**AUFGABE A:**
Beantworte anhand des Seitenauszugs:
(i) Wie nennt sich Brack Consulting seit dem Sommer?
(ii) Um rund wie viel Prozent mehr Umsatz werden die Mägenwiler in diesem Jahr einfahren als im letzten Jahr?
(iii) In welcher Branche gab es in diesem Jahr weltweit am meisten Bewegung und Aufregung?

**SEITENAUSZUG:**
Der Mägenwiler Komponenten-Distribuor Brack Consulting ändert seine Rechtsform, wird zur AG und nennt sich seit dem Sommer Brack Electronics. Entgegen dem allgemeinen Trend werden die Mägenwiler in diesem Jahr rund 25% mehr Umsatz einfahren als im letzten Jahr.
Über Ingram Schweiz gibt es nicht viel zu berichten, der Disti hat keinen Grund zum Klagen. Die Schweizer Niederlassung des Mega-Unternehmens Ingram Micro kann im Gegensatz zum Konzern – zumindest im Frühling – Wachstum und ein positives Ergebnis vermelden.

Fressen und gefressen werden

Nirgends in der IT-Branche gab es in diesem Jahr weltweit soviel Bewegung und Aufregung wie in der Software-Branche.

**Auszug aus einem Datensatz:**
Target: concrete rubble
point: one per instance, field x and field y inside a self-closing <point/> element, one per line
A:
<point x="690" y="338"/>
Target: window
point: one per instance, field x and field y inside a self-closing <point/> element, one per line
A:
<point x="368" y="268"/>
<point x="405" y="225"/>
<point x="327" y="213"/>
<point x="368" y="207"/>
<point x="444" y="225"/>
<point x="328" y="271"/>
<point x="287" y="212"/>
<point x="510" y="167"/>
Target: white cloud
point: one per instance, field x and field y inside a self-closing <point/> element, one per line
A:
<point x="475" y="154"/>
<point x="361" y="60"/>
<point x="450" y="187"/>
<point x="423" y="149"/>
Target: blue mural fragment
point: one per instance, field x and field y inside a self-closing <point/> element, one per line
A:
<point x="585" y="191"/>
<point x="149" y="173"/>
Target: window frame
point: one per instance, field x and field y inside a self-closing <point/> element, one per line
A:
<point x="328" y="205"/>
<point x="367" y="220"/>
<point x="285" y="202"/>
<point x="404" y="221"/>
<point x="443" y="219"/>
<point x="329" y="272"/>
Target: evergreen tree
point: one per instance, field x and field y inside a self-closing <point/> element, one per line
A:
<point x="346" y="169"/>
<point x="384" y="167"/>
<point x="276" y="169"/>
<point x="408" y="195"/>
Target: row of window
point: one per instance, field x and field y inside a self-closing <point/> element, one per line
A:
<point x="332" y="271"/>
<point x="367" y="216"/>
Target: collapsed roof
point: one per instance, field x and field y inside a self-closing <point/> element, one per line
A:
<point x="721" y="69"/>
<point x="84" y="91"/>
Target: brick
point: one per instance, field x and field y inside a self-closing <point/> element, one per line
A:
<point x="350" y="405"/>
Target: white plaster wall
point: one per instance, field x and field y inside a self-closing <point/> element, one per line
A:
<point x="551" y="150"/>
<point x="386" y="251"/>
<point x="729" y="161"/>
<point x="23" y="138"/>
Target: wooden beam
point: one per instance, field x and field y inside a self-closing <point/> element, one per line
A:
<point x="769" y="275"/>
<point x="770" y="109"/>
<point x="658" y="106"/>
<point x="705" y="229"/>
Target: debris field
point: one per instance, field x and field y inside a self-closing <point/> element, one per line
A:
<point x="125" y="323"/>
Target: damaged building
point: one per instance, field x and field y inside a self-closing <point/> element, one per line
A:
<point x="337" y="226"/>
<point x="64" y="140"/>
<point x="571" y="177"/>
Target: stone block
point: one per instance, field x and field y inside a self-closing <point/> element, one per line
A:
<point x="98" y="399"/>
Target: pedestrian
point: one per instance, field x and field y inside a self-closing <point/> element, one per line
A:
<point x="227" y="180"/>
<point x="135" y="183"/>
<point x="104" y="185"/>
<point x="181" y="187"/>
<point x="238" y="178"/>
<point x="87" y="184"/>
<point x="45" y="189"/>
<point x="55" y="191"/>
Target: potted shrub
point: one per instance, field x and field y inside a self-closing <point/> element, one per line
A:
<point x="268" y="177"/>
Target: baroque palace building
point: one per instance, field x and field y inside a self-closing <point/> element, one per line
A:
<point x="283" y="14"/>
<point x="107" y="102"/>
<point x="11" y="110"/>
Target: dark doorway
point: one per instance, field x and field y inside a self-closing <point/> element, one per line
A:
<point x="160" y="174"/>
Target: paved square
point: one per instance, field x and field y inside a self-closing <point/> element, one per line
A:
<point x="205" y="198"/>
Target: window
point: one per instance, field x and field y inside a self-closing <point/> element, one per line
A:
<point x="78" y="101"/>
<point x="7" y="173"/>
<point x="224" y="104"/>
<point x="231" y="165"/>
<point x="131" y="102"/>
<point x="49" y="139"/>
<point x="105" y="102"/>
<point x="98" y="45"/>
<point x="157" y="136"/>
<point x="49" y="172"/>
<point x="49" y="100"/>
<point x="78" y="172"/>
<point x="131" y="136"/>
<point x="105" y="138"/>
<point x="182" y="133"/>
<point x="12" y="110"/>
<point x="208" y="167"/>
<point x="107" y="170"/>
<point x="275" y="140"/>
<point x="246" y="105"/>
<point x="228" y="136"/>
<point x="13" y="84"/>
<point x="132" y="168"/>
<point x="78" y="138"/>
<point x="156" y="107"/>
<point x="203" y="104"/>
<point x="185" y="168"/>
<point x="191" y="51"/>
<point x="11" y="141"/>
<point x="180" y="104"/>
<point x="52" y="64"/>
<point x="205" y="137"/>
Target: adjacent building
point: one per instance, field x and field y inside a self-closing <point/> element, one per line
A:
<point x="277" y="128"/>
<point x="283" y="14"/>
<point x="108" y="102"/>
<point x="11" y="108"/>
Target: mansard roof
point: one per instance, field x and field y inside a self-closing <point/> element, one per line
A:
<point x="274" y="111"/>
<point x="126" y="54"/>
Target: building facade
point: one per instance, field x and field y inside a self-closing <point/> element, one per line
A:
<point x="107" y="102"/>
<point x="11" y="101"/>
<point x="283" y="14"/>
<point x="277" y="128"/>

**AUFGABE B:** Ersetze in den Zeilen des Datensatzauszugs, von der Zeile mit „Target: mansard roof“ bis zum Ende des Datensatzauszugs, beide Enden eingeschlossen, „self-closing“ durch „empty“, und gib nur diese Zeilen sonst unverändert wieder.

**VOLLSTÄNDIGE ANTWORT A:**
(i) Brack Electronics
(ii) Rund 25 %
(iii) In der Software-Branche

**VOLLSTÄNDIGE ANTWORT B:**
Target: mansard roof
point: one per instance, field x and field y inside a empty <point/> element, one per line
A:
<point x="274" y="111"/>
<point x="126" y="54"/>
Target: building facade
point: one per instance, field x and field y inside a empty <point/> element, one per line
A:
<point x="107" y="102"/>
<point x="11" y="101"/>
<point x="283" y="14"/>
<point x="277" y="128"/>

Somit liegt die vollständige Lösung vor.